Every line below should be copied out exactly.

*** Data shown Section Begins ***

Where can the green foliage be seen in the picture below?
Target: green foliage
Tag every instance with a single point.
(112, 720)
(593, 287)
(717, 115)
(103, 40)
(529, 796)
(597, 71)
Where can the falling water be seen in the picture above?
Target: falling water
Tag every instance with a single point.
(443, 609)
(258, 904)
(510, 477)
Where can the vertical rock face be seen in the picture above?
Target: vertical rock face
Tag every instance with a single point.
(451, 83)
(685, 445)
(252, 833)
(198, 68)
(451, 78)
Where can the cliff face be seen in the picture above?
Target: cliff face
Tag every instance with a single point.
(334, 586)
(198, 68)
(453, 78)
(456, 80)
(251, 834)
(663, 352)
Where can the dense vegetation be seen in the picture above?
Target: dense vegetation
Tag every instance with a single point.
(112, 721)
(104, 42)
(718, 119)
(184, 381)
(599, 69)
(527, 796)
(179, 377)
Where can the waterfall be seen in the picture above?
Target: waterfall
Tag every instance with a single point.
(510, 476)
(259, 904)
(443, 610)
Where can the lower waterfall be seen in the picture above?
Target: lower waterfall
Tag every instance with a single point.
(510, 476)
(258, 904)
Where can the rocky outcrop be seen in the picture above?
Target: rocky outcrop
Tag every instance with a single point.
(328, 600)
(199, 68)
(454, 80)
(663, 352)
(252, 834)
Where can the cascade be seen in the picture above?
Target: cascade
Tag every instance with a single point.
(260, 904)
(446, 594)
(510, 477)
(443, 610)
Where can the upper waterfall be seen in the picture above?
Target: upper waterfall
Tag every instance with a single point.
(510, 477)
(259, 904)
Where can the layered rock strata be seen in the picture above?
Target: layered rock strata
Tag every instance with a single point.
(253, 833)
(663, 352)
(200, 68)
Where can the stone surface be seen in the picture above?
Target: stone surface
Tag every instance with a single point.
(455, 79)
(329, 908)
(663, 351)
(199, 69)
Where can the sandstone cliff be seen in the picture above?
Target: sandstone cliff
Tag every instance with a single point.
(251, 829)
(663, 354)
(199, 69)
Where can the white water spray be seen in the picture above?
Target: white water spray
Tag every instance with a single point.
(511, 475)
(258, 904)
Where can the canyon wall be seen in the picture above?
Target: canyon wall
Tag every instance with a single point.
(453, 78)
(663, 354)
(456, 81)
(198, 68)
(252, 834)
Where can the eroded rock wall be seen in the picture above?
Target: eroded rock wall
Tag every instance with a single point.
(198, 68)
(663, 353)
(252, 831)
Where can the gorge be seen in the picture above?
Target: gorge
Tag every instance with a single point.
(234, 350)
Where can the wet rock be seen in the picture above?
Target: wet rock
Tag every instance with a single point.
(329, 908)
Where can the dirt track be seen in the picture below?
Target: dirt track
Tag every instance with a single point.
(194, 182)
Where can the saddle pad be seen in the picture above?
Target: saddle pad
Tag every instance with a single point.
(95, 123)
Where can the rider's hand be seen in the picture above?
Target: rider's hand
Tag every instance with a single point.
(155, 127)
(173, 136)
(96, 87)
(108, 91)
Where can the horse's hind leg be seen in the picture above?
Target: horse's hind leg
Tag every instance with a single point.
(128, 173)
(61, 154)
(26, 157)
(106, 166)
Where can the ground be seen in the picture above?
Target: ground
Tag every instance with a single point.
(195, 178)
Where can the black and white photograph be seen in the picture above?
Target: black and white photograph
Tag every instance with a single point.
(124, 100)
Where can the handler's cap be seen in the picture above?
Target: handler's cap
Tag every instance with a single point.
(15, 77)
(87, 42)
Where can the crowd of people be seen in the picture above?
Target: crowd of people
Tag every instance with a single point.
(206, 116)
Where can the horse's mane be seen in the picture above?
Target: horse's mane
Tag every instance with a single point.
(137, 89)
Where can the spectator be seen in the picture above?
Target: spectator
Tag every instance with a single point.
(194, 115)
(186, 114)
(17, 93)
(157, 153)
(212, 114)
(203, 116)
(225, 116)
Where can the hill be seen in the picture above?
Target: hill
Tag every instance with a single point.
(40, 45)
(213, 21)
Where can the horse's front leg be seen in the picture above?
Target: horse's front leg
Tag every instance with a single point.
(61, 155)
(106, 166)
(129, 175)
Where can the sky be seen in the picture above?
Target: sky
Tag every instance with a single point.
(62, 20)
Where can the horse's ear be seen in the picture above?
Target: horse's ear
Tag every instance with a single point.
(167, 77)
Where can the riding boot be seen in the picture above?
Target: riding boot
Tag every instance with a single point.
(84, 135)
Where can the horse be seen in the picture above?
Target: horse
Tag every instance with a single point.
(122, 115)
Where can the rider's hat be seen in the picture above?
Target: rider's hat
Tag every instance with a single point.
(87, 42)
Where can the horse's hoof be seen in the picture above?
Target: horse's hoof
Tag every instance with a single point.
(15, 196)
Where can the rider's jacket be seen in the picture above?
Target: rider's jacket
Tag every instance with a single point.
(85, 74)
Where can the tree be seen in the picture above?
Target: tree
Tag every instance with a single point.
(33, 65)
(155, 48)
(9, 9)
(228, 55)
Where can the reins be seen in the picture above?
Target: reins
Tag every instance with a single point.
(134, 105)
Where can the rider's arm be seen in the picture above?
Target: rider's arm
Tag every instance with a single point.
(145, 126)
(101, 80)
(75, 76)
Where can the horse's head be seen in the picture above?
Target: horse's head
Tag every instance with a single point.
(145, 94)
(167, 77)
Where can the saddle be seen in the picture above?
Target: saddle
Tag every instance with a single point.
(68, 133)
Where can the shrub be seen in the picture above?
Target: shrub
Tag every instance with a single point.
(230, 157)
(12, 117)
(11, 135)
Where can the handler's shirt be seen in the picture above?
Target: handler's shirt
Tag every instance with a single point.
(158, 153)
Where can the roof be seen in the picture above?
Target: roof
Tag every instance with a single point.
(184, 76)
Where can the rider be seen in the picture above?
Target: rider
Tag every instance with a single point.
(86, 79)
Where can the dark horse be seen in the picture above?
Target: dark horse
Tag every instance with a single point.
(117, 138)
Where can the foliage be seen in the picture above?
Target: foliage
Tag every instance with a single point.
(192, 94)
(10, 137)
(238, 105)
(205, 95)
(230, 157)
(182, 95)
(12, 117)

*** Data shown Section Ends ***

Solution to the problem —
Where can the green foliage be seen in the picture below?
Target: green foliage
Tag every instance with a single point.
(112, 720)
(593, 287)
(717, 115)
(103, 40)
(529, 796)
(597, 71)
Where can the falling water be seen in the picture above?
Target: falling water
Tag every instance with a single point.
(443, 609)
(258, 904)
(510, 477)
Where can the vertical rock face be seen in the picture above?
Target: vertical rock face
Tag every instance with a single point.
(451, 83)
(685, 445)
(252, 833)
(198, 68)
(451, 78)
Where can the cliff face be seen in the picture above?
Target: cliff face
Tag every instance with a single point.
(334, 586)
(198, 68)
(453, 78)
(456, 80)
(251, 834)
(663, 352)
Where can the dense vegetation be seen in the picture above?
Target: dense vegetation
Tag every instance with a single point.
(112, 721)
(104, 42)
(718, 119)
(184, 381)
(599, 69)
(527, 796)
(179, 377)
Where can the waterfall be seen in the picture above?
Target: waterfall
Tag every instance with a single point.
(510, 476)
(259, 904)
(443, 610)
Where can the lower waterfall be seen in the picture above?
Target: lower waterfall
Tag every instance with a single point.
(510, 476)
(258, 904)
Where can the rocky outcrop be seen in the picture above?
Target: rocky outcrop
Tag every instance with a single point.
(328, 600)
(199, 68)
(454, 80)
(663, 352)
(252, 834)
Where can the cascade be seen in the picture above?
Target: cascade
Tag every instance with a single point.
(260, 904)
(446, 594)
(510, 477)
(443, 610)
Where can the upper waterfall be seen in the picture above?
Target: upper waterfall
Tag every instance with a single point.
(510, 477)
(259, 904)
Where can the layered rock strata be seen in the picture above?
Target: layered rock strata
Tag every instance with a single point.
(253, 833)
(663, 352)
(200, 68)
Where can the stone surface be seen in the picture above?
Target: stone surface
Tag every instance with a single point.
(455, 79)
(329, 908)
(663, 351)
(199, 69)
Where can the sandstone cliff be seen in the picture above?
Target: sandstone cliff
Tag every instance with a single point.
(251, 829)
(663, 354)
(199, 69)
Where can the white water spray be seen in the picture above?
Target: white water spray
Tag every instance with a single point.
(511, 475)
(258, 904)
Where can the canyon wall be seen in the picture above?
Target: canyon wall
Tag every instance with a single point.
(453, 78)
(663, 354)
(456, 81)
(198, 68)
(252, 834)
Where can the eroded rock wall be seen in the picture above?
Target: eroded rock wall
Tag every instance with a single point.
(198, 68)
(663, 353)
(252, 831)
Where can the gorge be seen in the picture above?
Target: gorge
Tag every instance with a single point.
(234, 350)
Where can the wet rock be seen in the picture above?
Target: wet rock
Tag every instance with a single point.
(329, 908)
Where can the dirt track be seen in the picture below?
Target: dirt track
Tag every instance with a single point.
(194, 182)
Where can the saddle pad be seen in the picture above?
Target: saddle pad
Tag every instance with a single point.
(95, 123)
Where can the rider's hand be seen in the picture above?
Target: rider's hand
Tag every instance with a single point.
(155, 127)
(173, 136)
(96, 87)
(108, 91)
Where can the horse's hind leg be seen in the picture above?
Target: horse's hind leg
Tag every instance with a single point.
(128, 173)
(61, 154)
(26, 157)
(106, 166)
Where can the ground be seen in the picture above?
Target: ground
Tag every instance with a single point.
(195, 178)
Where can the black and white photograph be seen in the picture above?
Target: black and white photograph
Tag every instance with a single point.
(124, 100)
Where can the handler's cap be seen in the picture above?
Target: handler's cap
Tag every instance with a single point.
(15, 77)
(87, 42)
Where can the crowd of people be seen in the picture above?
Target: crowd of people
Tag every instance with a single point.
(206, 116)
Where can the horse's mane be seen in the picture above?
Target: horse's mane
Tag every instance with a single point.
(137, 89)
Where can the spectator be seen in the picture above?
Target: spectator
Tag every instance with a single point.
(194, 115)
(186, 114)
(17, 93)
(157, 153)
(212, 114)
(203, 116)
(225, 116)
Where can the hill be seen in the picture above?
Target: hill
Tag every instance with a single point.
(40, 45)
(213, 21)
Where can the horse's front leg be seen in the picture above?
Target: horse's front leg
Tag every instance with a single point.
(61, 155)
(106, 166)
(129, 175)
Where can the sky be seen in the picture above?
Target: sky
Tag every instance with a single point.
(62, 20)
Where can the horse's ear be seen in the picture above?
Target: horse's ear
Tag every instance with a single point.
(167, 77)
Where can the riding boot be seen in the picture above?
Target: riding boot
Tag every instance with a single point.
(84, 135)
Where can the horse be seen in the picture above?
Target: horse
Tag every instance with a single point.
(122, 115)
Where can the rider's hat be seen in the picture above?
Target: rider's hat
Tag every instance with a single point.
(87, 42)
Where can the horse's hoof be seen in the picture above?
Target: horse's hoof
Tag every instance with a single point.
(15, 196)
Where can the rider's jacket be seen in the picture above?
Target: rider's jacket
Tag every instance with a single point.
(85, 74)
Where can the tree be seen in the picture above?
Target: tree
Tag every instance with a single point.
(33, 65)
(155, 48)
(9, 9)
(228, 55)
Where can the reins be seen in the picture above?
Target: reins
Tag every instance with a single point.
(134, 105)
Where can the rider's arm be seen in the picture above?
Target: rider's arm
Tag every instance with a single point.
(145, 126)
(101, 80)
(75, 76)
Where can the horse's head be seen in the picture above?
Target: horse's head
Tag every instance with a single point.
(145, 94)
(167, 77)
Where can the saddle be seen in the picture above?
Target: saddle
Tag every instance with a single point.
(68, 133)
Where can the shrub be seen in the picture above?
Target: shrub
Tag every instance with a single point.
(230, 157)
(12, 117)
(11, 135)
Where can the handler's shirt be seen in the picture above?
Target: handler's shirt
Tag every instance with a single point.
(158, 153)
Where can the roof be seen in the picture above?
Target: roof
Tag every instance with a single point.
(184, 76)
Where can the rider be seen in the picture above?
Target: rider
Tag every instance with a single point.
(86, 79)
Where can the dark horse be seen in the picture above?
Target: dark horse
Tag every instance with a single point.
(117, 138)
Where can the foliage be seen in the picture above?
Target: foliage
Tag every instance with a single point.
(192, 94)
(10, 137)
(238, 105)
(205, 95)
(230, 157)
(182, 95)
(12, 117)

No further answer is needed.